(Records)
────────────────────

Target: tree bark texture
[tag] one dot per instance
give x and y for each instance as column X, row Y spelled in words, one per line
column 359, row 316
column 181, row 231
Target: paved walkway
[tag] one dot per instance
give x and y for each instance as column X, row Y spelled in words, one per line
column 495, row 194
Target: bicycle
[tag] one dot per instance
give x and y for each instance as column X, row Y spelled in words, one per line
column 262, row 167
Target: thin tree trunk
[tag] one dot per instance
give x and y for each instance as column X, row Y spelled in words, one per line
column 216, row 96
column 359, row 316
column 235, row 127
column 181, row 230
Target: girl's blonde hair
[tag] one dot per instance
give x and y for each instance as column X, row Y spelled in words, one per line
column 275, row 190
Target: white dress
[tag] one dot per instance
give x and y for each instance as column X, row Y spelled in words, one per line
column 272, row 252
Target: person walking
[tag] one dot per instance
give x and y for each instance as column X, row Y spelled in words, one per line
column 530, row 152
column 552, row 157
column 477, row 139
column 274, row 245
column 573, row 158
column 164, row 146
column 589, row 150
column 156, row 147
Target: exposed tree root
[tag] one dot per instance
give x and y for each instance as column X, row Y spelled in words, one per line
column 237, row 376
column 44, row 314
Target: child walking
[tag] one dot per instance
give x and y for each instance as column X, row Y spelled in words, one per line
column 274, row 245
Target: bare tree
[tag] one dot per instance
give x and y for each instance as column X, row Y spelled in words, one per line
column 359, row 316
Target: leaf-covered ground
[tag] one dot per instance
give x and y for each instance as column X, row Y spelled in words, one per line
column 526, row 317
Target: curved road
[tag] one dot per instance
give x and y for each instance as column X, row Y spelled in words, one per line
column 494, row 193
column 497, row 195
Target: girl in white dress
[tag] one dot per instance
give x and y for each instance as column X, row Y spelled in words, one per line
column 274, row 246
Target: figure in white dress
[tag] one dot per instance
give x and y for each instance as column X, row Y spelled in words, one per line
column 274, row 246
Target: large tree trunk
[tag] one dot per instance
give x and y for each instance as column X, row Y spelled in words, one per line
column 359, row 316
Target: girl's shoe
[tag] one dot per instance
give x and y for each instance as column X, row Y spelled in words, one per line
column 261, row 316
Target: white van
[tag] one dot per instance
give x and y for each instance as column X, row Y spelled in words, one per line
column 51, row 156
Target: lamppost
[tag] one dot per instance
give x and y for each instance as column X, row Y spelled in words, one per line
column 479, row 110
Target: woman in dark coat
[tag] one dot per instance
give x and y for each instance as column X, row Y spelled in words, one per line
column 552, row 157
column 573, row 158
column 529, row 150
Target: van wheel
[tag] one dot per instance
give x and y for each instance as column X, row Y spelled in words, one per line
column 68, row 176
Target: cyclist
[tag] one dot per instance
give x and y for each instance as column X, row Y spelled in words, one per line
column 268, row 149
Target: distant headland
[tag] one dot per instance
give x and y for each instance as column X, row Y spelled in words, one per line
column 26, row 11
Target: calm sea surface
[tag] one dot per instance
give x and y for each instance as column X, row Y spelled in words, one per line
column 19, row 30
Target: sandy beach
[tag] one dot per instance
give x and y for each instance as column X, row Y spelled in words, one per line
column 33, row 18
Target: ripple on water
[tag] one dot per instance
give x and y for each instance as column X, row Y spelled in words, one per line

────────────────────

WRITTEN EXERCISE
Reproduce each of the rows above, line for line and without any change.

RESPONSE FOR THIS EXERCISE
Target: tree bark texture
[tag] one dot per instance
give x and y for each instance as column X, row Y spelled in words, one per line
column 359, row 316
column 181, row 231
Target: paved walkway
[tag] one dot per instance
give x and y for each instance as column X, row Y spelled in words, one per line
column 495, row 194
Target: bicycle
[tag] one dot per instance
give x and y for each instance as column X, row Y spelled in words, one per line
column 262, row 167
Target: thin tree trunk
[tag] one dot per instance
give x and y for each instance as column X, row Y spelled in words, one per line
column 216, row 96
column 359, row 316
column 235, row 127
column 181, row 230
Target: girl's blonde hair
[tag] one dot per instance
give x and y for each instance as column X, row Y spelled in words, one per line
column 275, row 190
Target: white dress
[tag] one dot per instance
give x and y for each instance as column X, row Y spelled in words, one per line
column 272, row 252
Target: person walking
[tag] one dot per instance
give x and y for each instance as column X, row Y spelled in words, one per line
column 530, row 152
column 552, row 157
column 477, row 139
column 274, row 245
column 573, row 158
column 164, row 146
column 589, row 150
column 156, row 147
Target: exposed tree root
[tag] one dot per instance
give x and y for each instance as column X, row Y spelled in words, one per line
column 237, row 376
column 44, row 314
Target: child walking
[tag] one dot per instance
give x and y for each instance as column X, row Y spelled in words, one per line
column 274, row 245
Target: bare tree
[tag] one dot per instance
give x and y for each instance as column X, row Y spelled in words, one per line
column 359, row 316
Target: leaf-covered ground
[tag] one dot per instance
give x and y for each instance as column X, row Y spelled in words, one per line
column 526, row 317
Target: curved road
[tag] one dot per instance
give x and y for each instance as column X, row Y spelled in words, one per line
column 494, row 193
column 497, row 195
Target: girl in white dress
[tag] one dot per instance
give x and y for each instance as column X, row Y spelled in words, one per line
column 274, row 246
Target: figure in white dress
[tag] one dot per instance
give x and y for each instance as column X, row Y spelled in words, one per line
column 274, row 246
Target: large tree trunk
[tag] one dot per instance
give x and y for each instance as column X, row Y spelled in words, one per line
column 359, row 316
Target: girl's shoe
[tag] one dot per instance
give x and y for each instance as column X, row Y spelled in words, one per line
column 261, row 316
Target: white van
[tag] one dot per instance
give x and y for each instance as column X, row Y spelled in words, one per line
column 51, row 156
Target: lamppost
[tag] one dot per instance
give x and y for each instance as column X, row Y spelled in words, one per line
column 479, row 110
Target: woman in dark coat
[tag] one dot per instance
give x and y for each instance as column X, row Y spelled in words, one per line
column 552, row 157
column 573, row 158
column 529, row 150
Target: van wheel
[tag] one dot per instance
give x and y for each instance as column X, row Y spelled in words, one per line
column 68, row 176
Target: cyclist
[tag] one dot per instance
give x and y for each instance as column X, row Y spelled in words, one per line
column 268, row 149
Target: distant headland
[tag] one dot per instance
give x and y for each instance as column X, row Y spelled in words, one per line
column 26, row 11
Target: calm sea surface
[tag] one dot per instance
give x and y for each instance as column X, row Y spelled in words, one per line
column 19, row 30
Target: sandy beach
[tag] one dot per instance
give x and y for each instance as column X, row Y spelled in words, one per line
column 33, row 18
Target: ripple on water
[tag] one dot per instance
give x and y for each instance as column X, row Y spelled in words, one per line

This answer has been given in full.